**EXERCISE REQUIREMENTS**
In each of the entries below, swap "weathered stone" for "mossy brick" and reproduce the lines otherwise unchanged, leaving out the pictures.

**PROVIDED DATA**
____________
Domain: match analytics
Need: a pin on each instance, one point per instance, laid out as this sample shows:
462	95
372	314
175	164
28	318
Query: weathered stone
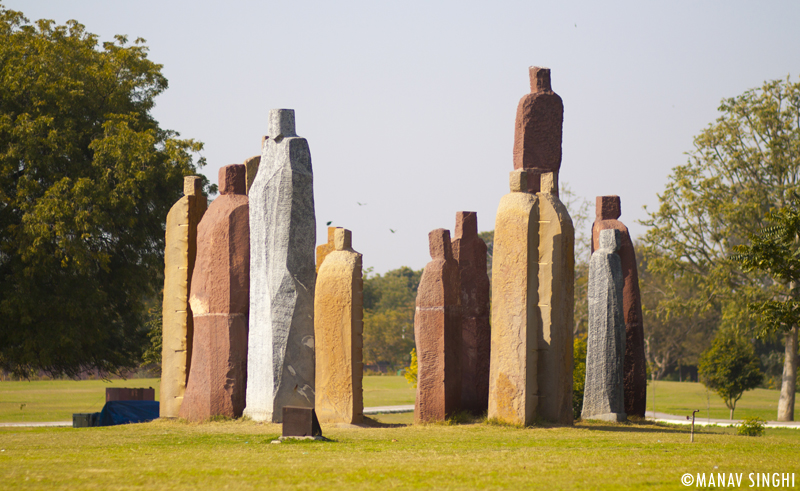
____________
**IN RESPONSE**
Domain: match analytics
Need: a pin on each instance, one point per instance, laid out as this sample shows:
462	95
372	314
175	164
28	318
Query: mossy brick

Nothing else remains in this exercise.